YOUR TASK: Pictures in the records should not be copied, but every other part must be repeated exactly.

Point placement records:
┌────────

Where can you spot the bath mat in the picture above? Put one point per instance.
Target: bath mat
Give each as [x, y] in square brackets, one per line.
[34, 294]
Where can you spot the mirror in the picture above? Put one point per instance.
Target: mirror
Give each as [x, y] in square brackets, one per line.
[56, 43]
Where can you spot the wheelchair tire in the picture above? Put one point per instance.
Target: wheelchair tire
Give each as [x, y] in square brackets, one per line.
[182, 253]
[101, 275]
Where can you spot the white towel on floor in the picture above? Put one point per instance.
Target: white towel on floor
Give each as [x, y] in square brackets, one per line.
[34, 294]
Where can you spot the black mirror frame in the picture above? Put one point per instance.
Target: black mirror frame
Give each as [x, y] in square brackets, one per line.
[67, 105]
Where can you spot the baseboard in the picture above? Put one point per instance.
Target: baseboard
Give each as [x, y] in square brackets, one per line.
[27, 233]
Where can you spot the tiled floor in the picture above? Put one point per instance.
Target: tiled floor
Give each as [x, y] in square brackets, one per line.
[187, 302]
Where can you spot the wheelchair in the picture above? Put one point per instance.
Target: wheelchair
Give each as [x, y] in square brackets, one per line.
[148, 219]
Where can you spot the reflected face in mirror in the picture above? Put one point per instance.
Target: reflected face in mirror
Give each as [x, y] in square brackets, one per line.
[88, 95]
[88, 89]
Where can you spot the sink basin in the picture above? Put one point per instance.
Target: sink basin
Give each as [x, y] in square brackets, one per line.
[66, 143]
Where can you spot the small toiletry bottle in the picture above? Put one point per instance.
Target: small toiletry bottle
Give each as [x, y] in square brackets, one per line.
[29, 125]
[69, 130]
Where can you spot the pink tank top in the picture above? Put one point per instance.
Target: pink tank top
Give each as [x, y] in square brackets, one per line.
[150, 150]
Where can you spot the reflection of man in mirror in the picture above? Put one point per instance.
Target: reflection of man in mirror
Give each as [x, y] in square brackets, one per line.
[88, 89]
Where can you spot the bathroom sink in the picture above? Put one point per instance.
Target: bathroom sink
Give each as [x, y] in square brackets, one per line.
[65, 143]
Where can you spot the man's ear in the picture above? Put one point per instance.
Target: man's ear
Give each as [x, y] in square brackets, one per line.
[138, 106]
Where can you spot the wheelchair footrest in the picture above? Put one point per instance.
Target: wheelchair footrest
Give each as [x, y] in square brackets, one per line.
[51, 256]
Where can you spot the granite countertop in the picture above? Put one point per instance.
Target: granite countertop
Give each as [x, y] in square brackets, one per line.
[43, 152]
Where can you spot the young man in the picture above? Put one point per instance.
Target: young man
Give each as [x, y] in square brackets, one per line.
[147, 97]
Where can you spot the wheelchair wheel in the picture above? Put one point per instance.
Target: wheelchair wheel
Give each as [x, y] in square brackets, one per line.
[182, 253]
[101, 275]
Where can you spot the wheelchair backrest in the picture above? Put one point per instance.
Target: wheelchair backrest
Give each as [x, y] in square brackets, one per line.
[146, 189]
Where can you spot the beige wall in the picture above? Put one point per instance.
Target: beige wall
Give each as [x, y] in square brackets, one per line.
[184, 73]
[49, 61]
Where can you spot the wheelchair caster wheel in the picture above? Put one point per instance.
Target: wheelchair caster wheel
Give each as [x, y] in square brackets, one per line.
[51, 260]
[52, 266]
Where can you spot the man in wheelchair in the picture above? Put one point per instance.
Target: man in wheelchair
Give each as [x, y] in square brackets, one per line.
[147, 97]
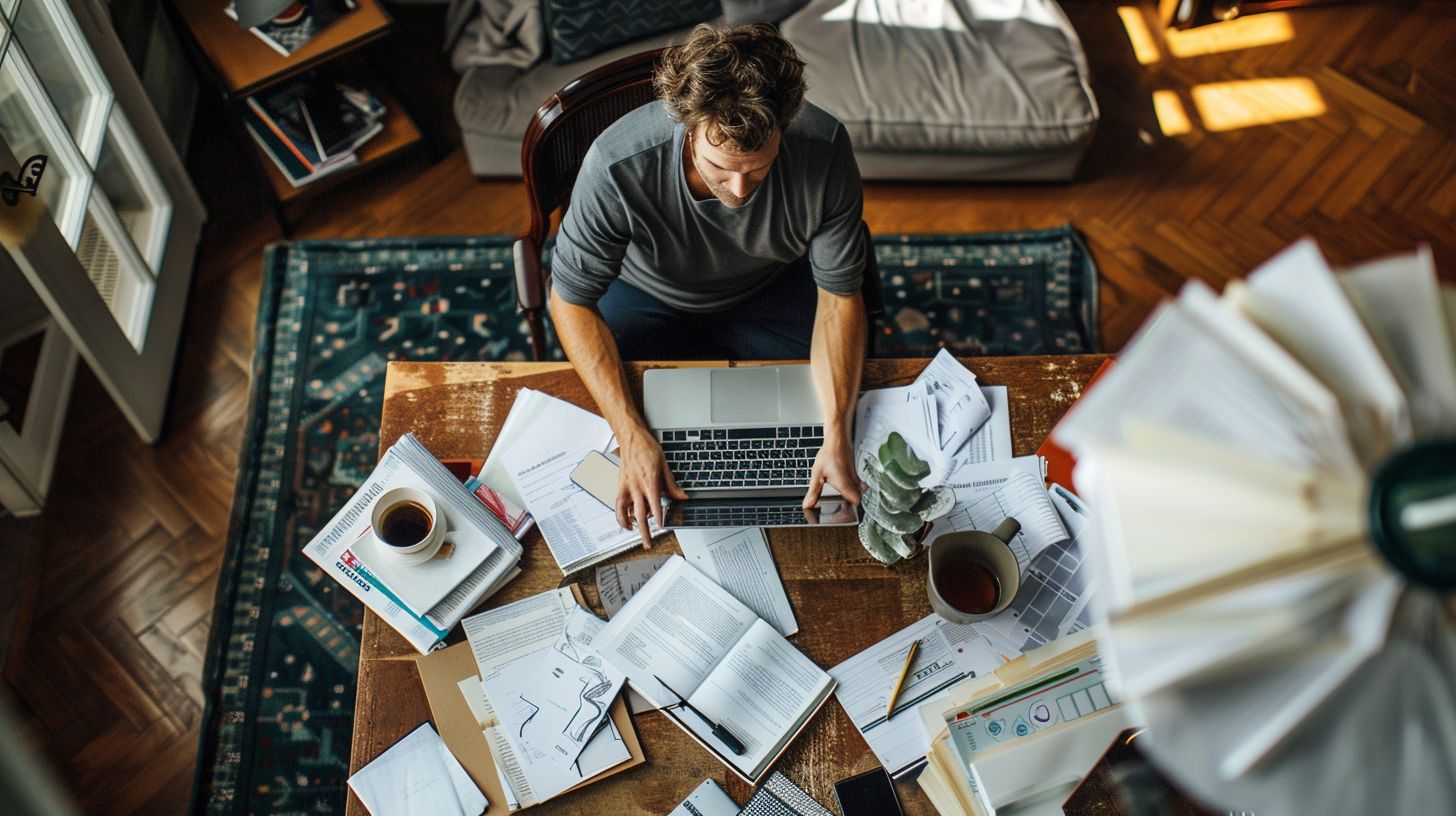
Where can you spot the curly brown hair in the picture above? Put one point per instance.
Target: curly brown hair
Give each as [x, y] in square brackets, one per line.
[747, 82]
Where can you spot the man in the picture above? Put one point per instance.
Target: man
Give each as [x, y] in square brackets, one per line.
[721, 220]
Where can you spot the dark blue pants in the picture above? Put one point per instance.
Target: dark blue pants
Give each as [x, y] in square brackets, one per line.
[776, 324]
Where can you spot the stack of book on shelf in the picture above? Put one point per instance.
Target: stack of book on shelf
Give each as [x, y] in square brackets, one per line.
[313, 126]
[1273, 485]
[293, 24]
[424, 601]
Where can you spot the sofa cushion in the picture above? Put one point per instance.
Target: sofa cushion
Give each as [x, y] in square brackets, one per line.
[947, 76]
[500, 99]
[583, 28]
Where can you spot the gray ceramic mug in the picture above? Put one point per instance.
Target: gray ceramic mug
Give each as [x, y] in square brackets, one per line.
[973, 574]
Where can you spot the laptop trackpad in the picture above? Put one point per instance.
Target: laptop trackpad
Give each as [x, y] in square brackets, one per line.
[746, 395]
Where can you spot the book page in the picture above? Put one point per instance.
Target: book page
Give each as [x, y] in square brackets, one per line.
[760, 692]
[1175, 373]
[738, 560]
[1401, 306]
[1296, 299]
[676, 628]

└────────

SOLUTION TO THE EXERCISE:
Where can you spot the bath mat in the picture above? Put one point per instance.
Target: bath mat
Give each as [x, y] in square brackets, one per line.
[34, 294]
Where can you spot the mirror in the picture above? Put one point per instance.
Target: mirror
Give each as [x, y] in square brackets, one per line.
[56, 43]
Where can you spot the wheelchair tire in the picture above? Put one point per instance.
Target: wheelchair tire
Give each as [x, y] in square brackets, one per line.
[182, 253]
[101, 275]
Where can you spot the white towel on floor in the picture above? Put one point per instance.
Target: white towel on floor
Give each as [x, y] in square brackets, one per line.
[34, 294]
Where can you spot the black mirror frame in the picture above? Put one point per instance.
Target: black mirror frame
Give each as [x, y] in square brackets, one per line.
[67, 105]
Where can you spot the baseboard in the picture above? Put one point per instance.
Target: baseboard
Give each as [x, y] in square brackets, one per line.
[27, 233]
Where can you spot the tiled floor in the picture above? Put one point per instance.
Target: tiled floor
Give each as [x, y] in square brackets, one per line.
[187, 302]
Where can you spot the wheelchair in the picture above? Put one point per instance.
Target: wheelchair
Give each as [x, y] in square brackets, one per line.
[148, 219]
Where can you spot the reflected face in mirror in the picture above? Put one point per instance.
Target: reflected face in mirror
Give each as [x, y] in square brackets, one per line.
[88, 95]
[88, 89]
Where can you spot the sink basin in the picture above? Put one point per instance.
Target: sink basin
Give each as [x, y] in square brackets, one per line.
[66, 143]
Where can you spot the small toiletry bottle in the picture above? Put one point per instance.
Target: small toiletry bottle
Give each as [x, y] in square brackets, one per line.
[29, 125]
[69, 130]
Where can you spot the pink tank top in the picture above? Put one point per instance.
Target: pink tank top
Give each as [x, y] in square brackets, one per line.
[150, 150]
Where can you spot the reflection of man in mirror in the picture above? Put one point per instance.
Target: reflection of man in mirror
Give each as [x, y] in square brackets, one per line.
[88, 89]
Where can you spot the bathroom sink in the picture above? Put one point per instance.
Target: bathroom sink
Give each as [x, y] in square brackets, one per line.
[65, 143]
Where can you spot the man's ear in the picture above? Put one point per instance.
Target: man's ear
Give each as [x, y] in square brackets, one per line.
[138, 106]
Where can you spot the wheelchair footrest in the picture above? Put one point per instance.
Target: wheelchair footrest
Give each as [x, y] in square brackets, one per line.
[51, 256]
Where can you spot the granite countertop in the picture above? Put one point per instance.
Target: granite countertop
Give each as [x, y] in square brackets, one per line.
[43, 152]
Where can you spot the young man in the picture above? Put one point per instance.
Target: young man
Give each as [x, y] in square brackets, one per line.
[147, 97]
Where can you spot the wheelchair wheel in the picture above? Put one point per instance.
Target: wheelchair wheel
Give each as [x, y] in square brackets, one per line.
[182, 253]
[101, 275]
Where can you spot the wheelchair backrest in the picture above? Put one point per instance.
Target: wheelchair backrest
Give each as [x, y] in square brackets, one per line.
[146, 189]
Where can you spot the beige wall in the picture above? Put one point per instance.
Target: beige wall
Give each as [x, y] in square brackets, one per line.
[184, 73]
[49, 61]
Where can you spot the wheelchair caster wheel in the picture above? Put one point per instance.
Target: wheelchair caster wheel
Give each as [x, y] in square brackets, one per line.
[51, 260]
[52, 266]
Where can you spot the man in wheelchair in the picture above? Put one point per instance.
Target: man in wheelchair
Give each as [x, y] in square brackets, one per line.
[147, 97]
Where can you spot the curly brown hair in the picture above? Put one point per instance.
Target: curly brown hair
Give each as [x, y] in square brackets, one per line.
[747, 82]
Where can you spot the man in the picture above? Put one point per instance.
Target: man
Give each as [x, y] in square brackets, one per line.
[721, 220]
Where can you spot the dark blue pants in the picture above? Put one point per instance.
Target: dark blue pants
Give each as [x, y] in square brackets, one per line.
[776, 324]
Where can you spot the stack of book on shelf in the picture above? Put one point per instance.
Target: stack of book on shelf
Give each as [x, y] in square brackets, one per line.
[313, 126]
[1273, 485]
[293, 24]
[424, 601]
Where can you spot the sofa cushion in the picture above? Put one point per instance.
Target: sofa cushion
Give each as [x, y] in square brackets, one per line.
[947, 76]
[500, 99]
[583, 28]
Where can you spot the gray ceramic mug in the picture above? Put one point per instance.
Target: gray ceramic mug
Give each as [x, y] in square brackets, one per line.
[973, 574]
Where can you spot the laptop trackpad in the picture above? Put one point per instance.
Target: laptop trackpad
Give each as [x, y] in square brackets, one per line.
[746, 395]
Where can you spot the book page in the picture above? Put one point per instance.
Target: book page
Give each as [x, y] in square brackets, one per line.
[760, 692]
[1175, 373]
[738, 560]
[1401, 306]
[1296, 299]
[676, 628]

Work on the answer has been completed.